● SOURCE PASSAGE:
§ §

Artificial Intelligence: What's Trust Got To Do With It?

Artificial Intelligence: What's Trust Got To Do With It?

Assistant Professor Danushka Bandara, PhD, working with students to collect brain data using sensors.

Assistant Professor Danushka Bandara, PhD, working with students to collect brain data using sensors.

If good relationships between humans are all about trust, can the same be said about the relationship between humans and machines?

Having trust, or confidence, in a device’s reliability is essential as AI renders computers more capable of acting as intelligent agents. Understanding the role of trust will help manufacturers guide the evolution of artificial intelligence (AI) systems. After all, if consumers don’t trust a device, they are unlikely to buy it.

Assistant professor of computer science and engineering Danushka Bandara, PhD, is on a mission to measure that trust — specifically between people and their artificial intelligence (AI) controlled devices — with the goal of improving it.

“Our AI systems examine data, images, or other input, then make a decision based on the internal model that they have,” said Dr. Bandara. “Humans look at the results and have to decide if they are willing or not to accept that decision. For example, there are systems that can determine if an image is authentic or has been modified. Trust means that I am willing to accept what the AI system tells me about that image.”

Since “trust” is subjective, Dr. Bandara, along with biomedical student Robert Dillon ’24 and electrical engineering student Noor Khattak ’24, have created an experimental design project using biometrics to measure trust in an objective manner. In their experiments, eye trackers, heart rate sensors, galvanic-skin response sensors and body temperature readouts all take note of a subject’s physiology and behavior when interacting with an AI assisted device.

The team uses PsychoPy, Vs Code, NIRx, and Tobii Pro Eye Tracking for their experiments. They collect data from subjects through eye movement, brain activity detection, button clicks, and response time detection. The subjects are also asked a series of questions and shown images in order to test their trust in the AI system.

“The fusion of these sensor data allows me to measure how human-AI trust develops, then eventually propose ways to improve it,” Dr. Bandara said.

The team is also examining whether an AI device seems more or less trustworthy depending on how it presents data. For example, might a driver be more likely to trust a self-driven car if he could view a dashboard panel that shows what the car is detecting, rather than a blank screen? Would a surgeon using an AI assisted device feel more comfortable if she saw data confirming that the device operated with 95.6 percent accuracy?

“If the driver understands why the car is slowing down or changing lanes, he or she is more likely to have confidence in that AI system,” said Dr. Bandara, adding that the results of his research can be applied to many fields, from self-driving cars to virtual assistants such as Alexa or Siri, and to healthcare systems.

Besides working under the guidance of Dr. Bandara to develop and conduct AI experiments, Dillon and Khattak are writing a paper for publication later this year.

§ §

● INFORMATION SUPPLIED:
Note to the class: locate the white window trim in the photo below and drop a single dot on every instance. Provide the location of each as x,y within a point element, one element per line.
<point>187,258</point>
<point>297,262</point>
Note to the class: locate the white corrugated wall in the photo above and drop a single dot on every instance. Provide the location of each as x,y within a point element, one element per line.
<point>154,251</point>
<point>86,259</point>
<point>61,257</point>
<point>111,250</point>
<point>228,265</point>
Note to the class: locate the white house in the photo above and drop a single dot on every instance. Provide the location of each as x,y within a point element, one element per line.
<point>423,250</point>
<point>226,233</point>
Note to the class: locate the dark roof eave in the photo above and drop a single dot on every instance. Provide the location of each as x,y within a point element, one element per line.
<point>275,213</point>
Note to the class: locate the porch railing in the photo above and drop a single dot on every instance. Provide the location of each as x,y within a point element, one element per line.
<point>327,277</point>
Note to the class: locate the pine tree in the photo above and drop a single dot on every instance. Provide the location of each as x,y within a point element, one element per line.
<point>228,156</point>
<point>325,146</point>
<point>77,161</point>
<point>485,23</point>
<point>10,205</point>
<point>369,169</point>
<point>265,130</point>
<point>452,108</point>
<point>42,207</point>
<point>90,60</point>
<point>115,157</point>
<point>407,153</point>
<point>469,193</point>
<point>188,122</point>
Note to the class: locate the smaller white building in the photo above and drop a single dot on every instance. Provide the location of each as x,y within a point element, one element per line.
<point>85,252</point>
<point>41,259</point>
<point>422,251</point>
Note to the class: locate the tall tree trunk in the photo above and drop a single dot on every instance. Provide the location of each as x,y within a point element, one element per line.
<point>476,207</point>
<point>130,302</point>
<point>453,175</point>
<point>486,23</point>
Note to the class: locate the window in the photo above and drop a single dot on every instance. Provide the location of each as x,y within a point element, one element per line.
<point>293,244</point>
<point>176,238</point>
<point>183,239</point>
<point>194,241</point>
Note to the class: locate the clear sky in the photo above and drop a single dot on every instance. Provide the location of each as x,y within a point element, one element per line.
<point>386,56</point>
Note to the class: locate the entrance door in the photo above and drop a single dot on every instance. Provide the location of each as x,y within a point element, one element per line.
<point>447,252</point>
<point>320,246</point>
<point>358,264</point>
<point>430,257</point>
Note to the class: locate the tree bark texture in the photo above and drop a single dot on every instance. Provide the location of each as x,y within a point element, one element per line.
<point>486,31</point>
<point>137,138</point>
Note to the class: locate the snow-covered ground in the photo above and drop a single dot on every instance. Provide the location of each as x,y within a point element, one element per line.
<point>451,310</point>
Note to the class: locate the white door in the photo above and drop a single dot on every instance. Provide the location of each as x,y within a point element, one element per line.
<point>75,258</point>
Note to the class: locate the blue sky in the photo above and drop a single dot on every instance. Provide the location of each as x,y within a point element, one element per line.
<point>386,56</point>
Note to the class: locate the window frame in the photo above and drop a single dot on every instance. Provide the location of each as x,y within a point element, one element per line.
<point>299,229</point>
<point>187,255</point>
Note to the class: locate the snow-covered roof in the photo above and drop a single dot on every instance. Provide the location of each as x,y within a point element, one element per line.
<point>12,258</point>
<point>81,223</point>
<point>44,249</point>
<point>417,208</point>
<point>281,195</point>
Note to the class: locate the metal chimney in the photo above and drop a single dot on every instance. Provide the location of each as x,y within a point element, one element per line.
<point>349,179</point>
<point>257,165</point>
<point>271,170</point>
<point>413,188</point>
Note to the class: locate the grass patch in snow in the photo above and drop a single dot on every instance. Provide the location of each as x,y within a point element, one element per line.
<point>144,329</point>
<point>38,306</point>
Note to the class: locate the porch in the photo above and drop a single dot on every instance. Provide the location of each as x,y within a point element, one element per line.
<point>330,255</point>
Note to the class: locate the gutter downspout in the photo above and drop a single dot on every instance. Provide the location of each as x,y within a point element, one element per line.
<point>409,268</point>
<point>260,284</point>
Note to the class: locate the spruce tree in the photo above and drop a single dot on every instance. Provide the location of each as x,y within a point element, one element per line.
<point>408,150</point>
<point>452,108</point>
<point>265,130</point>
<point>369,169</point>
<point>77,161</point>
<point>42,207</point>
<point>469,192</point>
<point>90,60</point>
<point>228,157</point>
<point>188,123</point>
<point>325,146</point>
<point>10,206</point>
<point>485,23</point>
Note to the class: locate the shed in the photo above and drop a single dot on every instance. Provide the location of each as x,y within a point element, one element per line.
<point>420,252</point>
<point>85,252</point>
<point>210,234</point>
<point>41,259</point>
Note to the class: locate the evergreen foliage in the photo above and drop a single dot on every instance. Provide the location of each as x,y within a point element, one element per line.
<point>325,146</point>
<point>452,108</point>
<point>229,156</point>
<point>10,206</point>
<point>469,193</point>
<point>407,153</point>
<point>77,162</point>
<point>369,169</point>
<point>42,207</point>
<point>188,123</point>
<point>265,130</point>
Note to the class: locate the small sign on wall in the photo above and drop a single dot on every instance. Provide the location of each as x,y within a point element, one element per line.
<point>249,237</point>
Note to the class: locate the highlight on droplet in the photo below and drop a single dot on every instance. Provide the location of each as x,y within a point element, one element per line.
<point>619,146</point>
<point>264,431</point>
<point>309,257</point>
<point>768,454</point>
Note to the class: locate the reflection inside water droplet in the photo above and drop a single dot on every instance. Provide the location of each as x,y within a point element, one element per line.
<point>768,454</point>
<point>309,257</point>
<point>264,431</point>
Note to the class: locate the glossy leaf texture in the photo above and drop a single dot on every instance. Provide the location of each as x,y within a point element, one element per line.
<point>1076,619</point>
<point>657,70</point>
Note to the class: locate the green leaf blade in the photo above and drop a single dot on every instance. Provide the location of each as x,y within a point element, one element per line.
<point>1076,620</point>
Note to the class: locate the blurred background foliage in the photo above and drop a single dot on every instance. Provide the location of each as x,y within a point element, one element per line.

§ §

● INSTRUCTIONS:
1. According to the article on AI trust, which tools does the team use for its experiments?
2. Reproduce the article on AI trust between "If good relationships" and "of improving it.", inclusive.
The data comes from a different source than the article on AI trust.

● SOLUTIONS TO THE TASKS:
1. PsychoPy, Vs Code, NIRx, and Tobii Pro Eye Tracking.

2.
If good relationships between humans are all about trust, can the same be said about the relationship between humans and machines?

Having trust, or confidence, in a device’s reliability is essential as AI renders computers more capable of acting as intelligent agents. Understanding the role of trust will help manufacturers guide the evolution of artificial intelligence (AI) systems. After all, if consumers don’t trust a device, they are unlikely to buy it.

Assistant professor of computer science and engineering Danushka Bandara, PhD, is on a mission to measure that trust — specifically between people and their artificial intelligence (AI) controlled devices — with the goal of improving it.